## Prompt 1
Turn everything in the listing below, from its first line down to the line containing "144), (168, 144)]", both included, into a Markdown table with the columns Row and Listing line. Skip blank lines and leave the pictures out.

Five Things A Butcher Can Teach A Florist About Pricing

It might seem strange but there are many parallels between this small local butcher and local florists โ€“ and there is a lot he can teach them about pricing.

Five Things A Butcher Can Teach A Florist About Pricing

This is a butcher shop at a local food market. It is an extremely competitive environment – in addition to fighting off nearby grocery stores, Walmart, Costco, etc. there are another six butchers on the same floor in the same building. Many of them go out of business and change ownership on a regular basis.

This one has survived for decades. The owner is an amazing and purely intuitive businessman. He didn’t go to business school. He's never studied pricing or anything. He’s just one of those people that gets it.

Like a florist he faces stiff competition. Like a florist he’s a small business owner dealing in a perishable product. And this is an important point – nothing is prepackaged. Everything is packed for the customer based on a conversation with the person behind the counter. There are a lot of parallels between what he does and what a florist does.

 

Different Lures For Different Fish: People Respond To Different Approaches

He sells great pork ribs, and he sells them two different ways. Most of the time, about three weeks out of the month, he sells them by the pound. Usually about $5.99 a pound. Then every once and a while he’ll sell them by the rack. He calls it a special and sells them for $10 a rack.

I never buy them by the pound. But I can never resist them at $10 a rack.

It’s generally accepted that a per pound price is better because it’s a lower expression of price – $5.99 is less than $10, and it seems more affordable, and that motivates people to buy.

But ribs aren’t like ground beef. You don’t buy a pound of ribs, you buy them by the rack. You can price them by the pound, but you sell them by the rack.

That leads to uncertainty. The customer is buying without knowing what it’s going to cost. A lot of people hate that (and there is a parallel there to delivery and service charges, we'll get to that later).

The per pound price also draws attention to a negative. With ribs there is a lot of waste in the form of bones that go straight into the garbage, and the per-pound price make you acutely aware of that. This is another parallel that we’ll discuss in a minute, but there are some good reasons to gravitate towards the per pound price.

## Data in this exercise
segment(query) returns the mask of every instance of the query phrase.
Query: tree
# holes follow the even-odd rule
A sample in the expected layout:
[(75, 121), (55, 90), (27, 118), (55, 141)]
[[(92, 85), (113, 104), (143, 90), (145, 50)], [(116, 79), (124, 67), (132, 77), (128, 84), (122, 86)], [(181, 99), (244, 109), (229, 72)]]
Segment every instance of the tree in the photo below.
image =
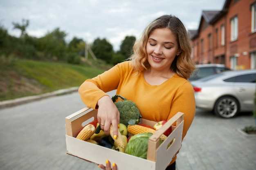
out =
[(113, 46), (106, 38), (101, 40), (98, 38), (95, 40), (92, 43), (92, 50), (97, 58), (111, 63), (114, 53)]
[(122, 41), (120, 47), (120, 52), (125, 59), (129, 58), (132, 54), (132, 47), (136, 38), (134, 36), (126, 36)]
[(70, 52), (77, 53), (81, 55), (84, 55), (85, 43), (82, 39), (74, 37), (68, 44)]
[(20, 30), (20, 37), (22, 37), (26, 34), (26, 29), (29, 24), (29, 21), (28, 20), (22, 19), (21, 24), (14, 22), (13, 22), (12, 24), (13, 25), (13, 29), (18, 29)]
[(65, 31), (57, 28), (39, 39), (38, 50), (43, 52), (45, 56), (48, 58), (65, 60), (67, 48), (65, 38), (67, 35)]

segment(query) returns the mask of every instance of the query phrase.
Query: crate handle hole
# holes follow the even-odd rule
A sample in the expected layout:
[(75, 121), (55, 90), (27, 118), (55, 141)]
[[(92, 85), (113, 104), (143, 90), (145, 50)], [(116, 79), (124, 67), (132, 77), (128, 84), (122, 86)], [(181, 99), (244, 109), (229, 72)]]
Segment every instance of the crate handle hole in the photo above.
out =
[(83, 122), (82, 123), (82, 126), (84, 127), (85, 125), (88, 125), (91, 121), (92, 121), (94, 120), (94, 117), (92, 117), (86, 120)]
[(168, 145), (167, 145), (167, 148), (166, 148), (166, 150), (168, 150), (168, 149), (169, 149), (169, 148), (172, 145), (173, 145), (173, 144), (175, 141), (175, 138), (173, 139), (173, 140), (172, 140), (171, 141), (171, 142), (169, 143), (169, 144), (168, 144)]

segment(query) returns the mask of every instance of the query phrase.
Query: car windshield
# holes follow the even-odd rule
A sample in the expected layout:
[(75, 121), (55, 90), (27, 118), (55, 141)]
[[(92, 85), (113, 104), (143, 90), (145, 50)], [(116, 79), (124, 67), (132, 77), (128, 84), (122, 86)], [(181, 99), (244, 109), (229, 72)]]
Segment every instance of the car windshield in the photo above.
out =
[(216, 77), (218, 77), (220, 76), (221, 76), (224, 75), (224, 73), (221, 73), (218, 74), (214, 74), (213, 75), (211, 75), (209, 76), (207, 76), (205, 77), (199, 79), (199, 81), (201, 82), (207, 82), (207, 81), (210, 80), (211, 79), (215, 79)]

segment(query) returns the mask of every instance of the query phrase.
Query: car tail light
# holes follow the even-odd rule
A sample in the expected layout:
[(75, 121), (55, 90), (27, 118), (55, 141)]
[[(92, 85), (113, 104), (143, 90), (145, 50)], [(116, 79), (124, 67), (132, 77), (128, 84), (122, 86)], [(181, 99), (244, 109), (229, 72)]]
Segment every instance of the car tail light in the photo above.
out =
[(195, 86), (193, 86), (193, 88), (195, 92), (200, 92), (202, 90), (202, 88)]

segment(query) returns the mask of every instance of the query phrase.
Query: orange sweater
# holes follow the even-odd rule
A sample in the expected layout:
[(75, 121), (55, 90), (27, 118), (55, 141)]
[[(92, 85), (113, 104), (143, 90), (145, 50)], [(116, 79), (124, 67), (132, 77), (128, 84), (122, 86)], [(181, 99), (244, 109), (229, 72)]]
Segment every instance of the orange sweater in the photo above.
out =
[[(95, 109), (99, 99), (108, 95), (106, 92), (114, 89), (117, 89), (117, 94), (134, 102), (144, 119), (158, 121), (168, 120), (178, 112), (184, 113), (184, 138), (195, 110), (194, 91), (188, 80), (175, 74), (160, 85), (151, 85), (146, 81), (143, 73), (135, 71), (131, 62), (127, 61), (87, 79), (79, 93), (88, 107)], [(175, 159), (176, 157), (171, 163)]]

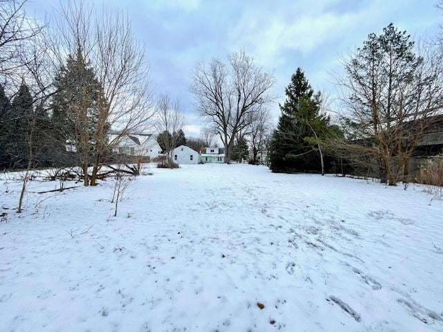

## Prompt 2
Go on with the butcher-and-florist pricing article, starting right after its last sentence.

## Task output 1
| Row | Listing line |
|---|---|
| 1 | segment(query) returns the mask of every instance of the query phrase. |
| 2 | Query: tree |
| 3 | # holes follow the even-odd rule |
| 4 | A sample in the expected layout: |
| 5 | [(75, 121), (55, 90), (27, 118), (55, 141)] |
| 6 | [[(92, 85), (113, 104), (143, 90), (145, 50)], [(116, 79), (124, 67), (132, 77), (128, 84), (122, 86)], [(181, 99), (244, 109), (229, 72)]] |
| 7 | Segment every instance of the tree in the photo below. |
| 8 | image = |
| 9 | out = |
| 10 | [(113, 46), (106, 38), (101, 40), (98, 38), (95, 40), (92, 43), (92, 50), (97, 58), (111, 63), (114, 53)] |
| 11 | [(122, 41), (120, 47), (120, 52), (125, 59), (129, 58), (132, 54), (132, 47), (136, 38), (134, 36), (126, 36)] |
| 12 | [(70, 52), (77, 53), (81, 55), (84, 55), (85, 43), (82, 39), (74, 37), (68, 44)] |
| 13 | [(20, 30), (20, 37), (22, 37), (26, 34), (26, 29), (29, 24), (29, 21), (28, 20), (22, 19), (21, 24), (14, 22), (13, 22), (12, 24), (13, 25), (13, 29), (18, 29)] |
| 14 | [(65, 31), (57, 28), (39, 39), (38, 50), (43, 52), (45, 56), (48, 58), (65, 60), (67, 48), (65, 38), (67, 35)] |
| 15 | segment(query) returns the mask of every instance of the query phrase. |
| 16 | Query: crate handle hole |
| 17 | # holes follow the even-odd rule |
| 18 | A sample in the expected layout: |
| 19 | [(75, 121), (55, 90), (27, 118), (55, 141)] |
| 20 | [[(92, 85), (113, 104), (143, 90), (145, 50)], [(116, 79), (124, 67), (132, 77), (128, 84), (122, 86)], [(181, 99), (244, 109), (229, 72)]] |
| 21 | Segment every instance of the crate handle hole in the photo above. |
| 22 | out = |
| 23 | [(83, 122), (82, 123), (82, 126), (84, 127), (85, 125), (88, 125), (91, 121), (92, 121), (94, 120), (94, 117), (92, 117), (86, 120)] |
| 24 | [(168, 145), (167, 145), (167, 148), (166, 148), (166, 150), (168, 150), (168, 149), (169, 149), (169, 148), (172, 145), (173, 145), (173, 144), (175, 141), (175, 138), (173, 139), (173, 140), (172, 140), (171, 141), (171, 142), (169, 143), (169, 144), (168, 144)] |

## Task output 2
One weekend we had friends in from out of town and I had promised them ribs. So I went to the market with my fingers crossed, hoping that day they would be on sale by the rack, the $10 special.

Unfortunately they were only selling by the pound. But I was trapped – I had promised our friends ribs. So, full of trepidation and anxiety I asked for four racks, certain it was going to cost a fortune. The actual cost? $40.24… almost exactly the same as if they were selling for $10 a rack.

I’ve been dealing with this butcher for twenty years and had to ask him what was going on. It turns out he’s a lot like a fisherman.

A fisherman usually starts their day tying on their favorite lure – the one that has produced in the past. If it stops producing they switch it.

The per pound approach is his favorite lure, the one that generally sells the best, and the one that he goes to first. But if things are slow he’ll switch it up and go to the per rack price – usually about once a month. And just like a different lure might stimulate a picky fish into biting the different pricing “activates” different buyers.

That’s what he saw over the years – when the ribs start piling up he switches the sign and different people start buying them. The ones that like buying by the pound? They’d had their chance for the last two or three weeks. If they wanted to buy ribs by the pound they likely already had. Now it was time to activate the other 30%+.

As you can see this butcher has a corner booth. Lately he has taken to selling ribs both ways, in different areas, to appeal to different buyers.

 

Don't Settle On A Single Approach

The per pound price is generally more effective, appealing to about 60% of the population. If it was an election there would be a clear cut winner.

But the people that don’t like the per pound pricing? They never agreed to participate in a referendum on pricing. It’s not like a group of friends were deciding where to go for dinner and they said “ok, fine, we’ll go along with whatever the group decides”. They’re never going to like that pricing.

Unless you’re prepared to just give up on large groups of potential customers you need to appeal to different groups. Bob does this by offering two different pricing models.

Don't settle for a single approach if it alienates some customers and presents a barrier to purchasing.

 

Act Fast!

At best these decisions are made on an ongoing basis. Airlines for example – they know exactly what they should be selling every hour. If they aren’t doing it that adjust prices. It’s not something you can revisit once a month.

The butcher tackles this by always having a plan B. If Bob sees the ribs aren’t moving he’ll mix things up, right then. He doesn’t wait.

And it’s the same thing in the flower business. You need good reports. If it’s Feb 10 and your pre-orders are down 15% against that same date the year before you have to be ready to roll. You can’t wait for next year.

It’s easier for Bob, he just puts out the sign. You need a way to connect with customers – use all of the marketing features in your POS system to spread the word fast.

 

People Don’t Like Uncertainty

It’s scary to buy something when you don’t know what it is really going to cost. The supermarket, where everything is prepackaged… no problem. And here, with the local butcher, ground beef is no problem – he'll pack up whatever amount you want.

But the rubs are a mystery. I have no idea what they are going to cost, and I don’t want to get a nasty surprise.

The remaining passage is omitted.